***** Given passage

A rarely mentioned mechanism within the WTO framework denies Remainers their weapon of choice in the war on Brexit, disruption to trade in goods.

“The more we will extend any kind of uncertainty the worse it will be for both sides,” said Lithuania’s President, Dalia Grybauskaitė yesterday, referring to efforts on both sides of the Channel to unnecessarily prolong Britain’s withdrawal from the EU. “In that case, it’s better to finish this sooner even with No Deal, or with any kind of deal, because I know even in [the] worst case scenario we will start immediately to negotiate with UK on special measures, it will take a few months,” added Ms Grybauskaitė.

Hard to disagree with that. Lithuania has a veto over any proposed extension of Article 50. If the President holds her word, it doesn’t matter what the likes of Nick Boles, Yvette Cooper and Dominic Grieve get up to, Britain will leave the EU on 29 March.

**********
***** Supplied records

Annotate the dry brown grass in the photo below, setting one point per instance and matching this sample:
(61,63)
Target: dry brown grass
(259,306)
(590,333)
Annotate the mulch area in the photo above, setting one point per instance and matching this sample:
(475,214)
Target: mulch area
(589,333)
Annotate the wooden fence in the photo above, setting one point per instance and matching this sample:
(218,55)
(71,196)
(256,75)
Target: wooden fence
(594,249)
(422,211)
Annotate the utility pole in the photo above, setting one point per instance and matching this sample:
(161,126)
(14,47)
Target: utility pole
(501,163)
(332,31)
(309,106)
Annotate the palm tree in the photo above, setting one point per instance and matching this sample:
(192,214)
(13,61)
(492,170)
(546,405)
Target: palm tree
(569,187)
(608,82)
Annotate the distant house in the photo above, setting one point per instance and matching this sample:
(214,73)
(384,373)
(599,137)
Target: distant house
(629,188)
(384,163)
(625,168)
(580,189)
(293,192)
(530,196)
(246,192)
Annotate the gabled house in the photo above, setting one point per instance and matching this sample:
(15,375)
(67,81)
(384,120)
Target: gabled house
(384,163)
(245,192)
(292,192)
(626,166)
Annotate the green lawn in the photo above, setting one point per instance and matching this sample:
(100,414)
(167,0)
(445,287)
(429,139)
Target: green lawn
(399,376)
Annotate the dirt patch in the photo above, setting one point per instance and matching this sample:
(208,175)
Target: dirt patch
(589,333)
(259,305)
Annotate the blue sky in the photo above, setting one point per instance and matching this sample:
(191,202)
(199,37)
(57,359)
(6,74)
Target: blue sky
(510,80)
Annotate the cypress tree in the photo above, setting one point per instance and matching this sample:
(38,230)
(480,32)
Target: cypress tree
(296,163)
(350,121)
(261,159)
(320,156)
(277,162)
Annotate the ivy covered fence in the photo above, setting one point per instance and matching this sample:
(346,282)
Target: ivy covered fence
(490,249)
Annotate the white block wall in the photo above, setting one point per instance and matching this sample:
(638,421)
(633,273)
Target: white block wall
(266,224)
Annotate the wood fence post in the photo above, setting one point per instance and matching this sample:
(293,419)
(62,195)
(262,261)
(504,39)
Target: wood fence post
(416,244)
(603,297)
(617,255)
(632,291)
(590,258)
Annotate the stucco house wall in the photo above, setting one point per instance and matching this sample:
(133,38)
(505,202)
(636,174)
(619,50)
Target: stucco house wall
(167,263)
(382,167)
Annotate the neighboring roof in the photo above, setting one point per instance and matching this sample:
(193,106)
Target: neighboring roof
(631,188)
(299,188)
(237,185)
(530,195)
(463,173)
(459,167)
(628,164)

**********

**Written tasks**:
a) In the Brexit passage, on what date will Britain leave the EU if Lithuania's President keeps her word?
b) Continue the Brexit passage from where it stops.

**Solved tasks**:
a) 29 March

b)
But what was most interesting about Grybauskaitė’s comments was the rare mention of “special measures”, a legal means enabled by the World Trade Organization for two or more parties to set their import tariffs at zero as they work towards a more comprehensive trade agreement. The only precondition is that the “interim agreement” should not exceed a “reasonable length of time.”

A Europe out of leverage

As alluded to by the Lithuanian president, Article XIV of the General Agreement on Tariffs and Trade (GATT), the WTO’s founding accord, is fast emerging as the EU’s saviour. The continent benefits from a £94bn surplus with the UK. British exports only account for 63% of the volume of imports from the EU. More importantly, Europe is on the verge of a downturn, it can ill-afford reduced access to vital markets like Britain’s. The post-Euro-crisis catch-up of 2017 that had Remainers smugly claiming Europe would rocket past our feeble economy forevermore is now a distant memory.

Germany, which sells twice as much to Britain as the UK purchases in return, is facing a slump predominantly triggered by a drop in demand from China. China is Germany’s fifth biggest export partner. The UK is the third largest, only narrowly behind France, which is in even worse shape. The French economy only grew 0.1% in the last quarter of 2018. The Continent badly needs some kind of arrangement with Britain.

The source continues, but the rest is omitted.